One of the important capabilities of C# is being able to interoperate with existing code, whether it’s based on COM or is in a native DLL. This chapter provides a brief overview of how interop works.
1. Using COM Objects
To call a COM object, the first step is to define a proxy (or wrapper) class that specifies the functions in the COM object, along with additional information. This is a fair amount of work, which you can avoid in most cases by using the tlbimp utility. This utility reads the COM typelib information and then creates the proxy class automatically. This will work in many situations, but if you need more control over marshalling, you may have to write the proxy class by hand. In this case, you use attributes to specify how marshalling should be performed.
Once the proxy class is written, it’s used like any other .NET class, and the runtime handles the ugly stuff.
2. Being Used by COM Objects
The runtime also lets .NET objects be used in place of COM objects. The tlbexp utility creates a typelib that describes the COM objects so that other COM-based programs can determine the object’s interface, and the regasm utility registers an assembly so it can be accessed through COM. When COM accesses a .NET class, the runtime creates the .NET object, fabricating whatever COM interfaces are required and marshalling the data between the .NET world and the COM world.
3. Calling Native DLL Functions
C# can call C functions written in native code through a runtime feature known as platform invoke. The DllImport attribute specifies the file that the function is located in and can also
specify the default character marshalling. In many cases, that attribute is all you need, but if a value is passed by reference, you can specify ref or out to tell the marshaller how to pass the value. Here’s an example:
using System;
using System.Runtime.InteropServices;
class Test {
[DllImport(“user32.dll”)]
public static extern int MessageBox(IntPtr h, string m, string c, int type);
public static void Main()
{
int retval = MessageBox(IntPtr.Zero, “Hello”, “Caption”, 0);
}
}
When this code runs, a message box will appear. Note that the code uses MessageBox() rather than the ASCII- or Unicode-specific versions; the runtime will automatically use the appropriate function (MessageBoxA() or MessageBoxW()) based on the platform, but you can specify up front exactly which variant to pick.
IntPtr, which is used as the type for the first parameter in the MessageBox() call, represents pointers or handles that are platform-specific. The advantage of IntPtr over raw integral types is that IntPtr is defined to match the pointer size of the underlying platform, making conversion to 64-bit (or wider) platforms much easier.
C# can’t use C++ classes directly; to use such objects, they must be exposed in a .NET- compliant way using the C++/CLI or as COM objects.

◆ PROVIDED RECORDS ◆
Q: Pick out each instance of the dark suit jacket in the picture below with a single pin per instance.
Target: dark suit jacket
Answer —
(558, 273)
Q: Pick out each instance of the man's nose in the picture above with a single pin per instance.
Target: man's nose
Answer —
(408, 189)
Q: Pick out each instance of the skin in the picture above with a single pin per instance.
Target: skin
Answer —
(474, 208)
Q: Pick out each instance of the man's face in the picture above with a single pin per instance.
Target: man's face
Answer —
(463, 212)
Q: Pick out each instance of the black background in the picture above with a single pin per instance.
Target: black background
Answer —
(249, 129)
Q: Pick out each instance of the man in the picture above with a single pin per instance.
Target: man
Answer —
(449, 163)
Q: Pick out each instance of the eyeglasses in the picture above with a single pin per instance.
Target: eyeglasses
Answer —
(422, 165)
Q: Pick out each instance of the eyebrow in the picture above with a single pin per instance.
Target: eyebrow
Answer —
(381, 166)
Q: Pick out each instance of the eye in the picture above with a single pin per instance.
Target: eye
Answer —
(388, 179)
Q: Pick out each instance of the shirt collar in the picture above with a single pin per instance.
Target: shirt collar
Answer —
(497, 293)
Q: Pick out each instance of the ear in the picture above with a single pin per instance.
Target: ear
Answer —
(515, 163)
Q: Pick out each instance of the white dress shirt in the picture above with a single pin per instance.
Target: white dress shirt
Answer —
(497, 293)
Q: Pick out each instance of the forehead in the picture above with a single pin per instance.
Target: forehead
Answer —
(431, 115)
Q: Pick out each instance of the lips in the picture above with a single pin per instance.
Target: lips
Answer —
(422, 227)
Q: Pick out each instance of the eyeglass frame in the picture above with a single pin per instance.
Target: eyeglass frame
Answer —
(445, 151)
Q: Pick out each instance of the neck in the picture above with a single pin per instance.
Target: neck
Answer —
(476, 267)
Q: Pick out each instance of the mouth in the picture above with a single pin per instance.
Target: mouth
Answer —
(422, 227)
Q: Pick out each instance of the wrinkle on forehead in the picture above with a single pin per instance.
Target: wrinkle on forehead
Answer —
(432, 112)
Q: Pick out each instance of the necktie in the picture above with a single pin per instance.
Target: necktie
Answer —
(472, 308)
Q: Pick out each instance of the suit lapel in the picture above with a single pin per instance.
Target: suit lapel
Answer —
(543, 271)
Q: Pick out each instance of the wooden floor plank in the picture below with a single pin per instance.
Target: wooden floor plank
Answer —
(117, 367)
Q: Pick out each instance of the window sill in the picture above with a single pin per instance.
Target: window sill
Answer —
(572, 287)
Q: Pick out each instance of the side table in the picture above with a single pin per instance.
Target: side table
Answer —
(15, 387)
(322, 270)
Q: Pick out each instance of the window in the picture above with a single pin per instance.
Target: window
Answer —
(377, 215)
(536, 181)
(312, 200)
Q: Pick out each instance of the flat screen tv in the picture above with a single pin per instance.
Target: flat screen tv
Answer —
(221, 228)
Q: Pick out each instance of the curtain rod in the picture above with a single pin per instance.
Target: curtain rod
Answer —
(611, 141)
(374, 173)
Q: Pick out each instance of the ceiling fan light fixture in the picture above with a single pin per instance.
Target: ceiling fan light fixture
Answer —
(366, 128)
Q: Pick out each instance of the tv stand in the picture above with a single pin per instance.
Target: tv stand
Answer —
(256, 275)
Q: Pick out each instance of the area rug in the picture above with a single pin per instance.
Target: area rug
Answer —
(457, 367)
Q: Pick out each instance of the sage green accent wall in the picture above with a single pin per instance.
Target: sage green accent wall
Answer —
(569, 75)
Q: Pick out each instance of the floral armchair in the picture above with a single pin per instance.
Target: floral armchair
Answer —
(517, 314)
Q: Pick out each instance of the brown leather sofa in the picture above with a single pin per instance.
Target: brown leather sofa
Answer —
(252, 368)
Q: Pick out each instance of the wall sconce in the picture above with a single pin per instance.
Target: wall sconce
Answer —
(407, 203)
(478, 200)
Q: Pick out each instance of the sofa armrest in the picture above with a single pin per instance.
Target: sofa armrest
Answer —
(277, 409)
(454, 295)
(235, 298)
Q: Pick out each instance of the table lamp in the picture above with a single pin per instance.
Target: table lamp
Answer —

◆ THE EXERCISE ◆
In the C# interop overview above, which utility registers an assembly so that COM can access it?

◆ FINISHED TASK ◆
The regasm utility.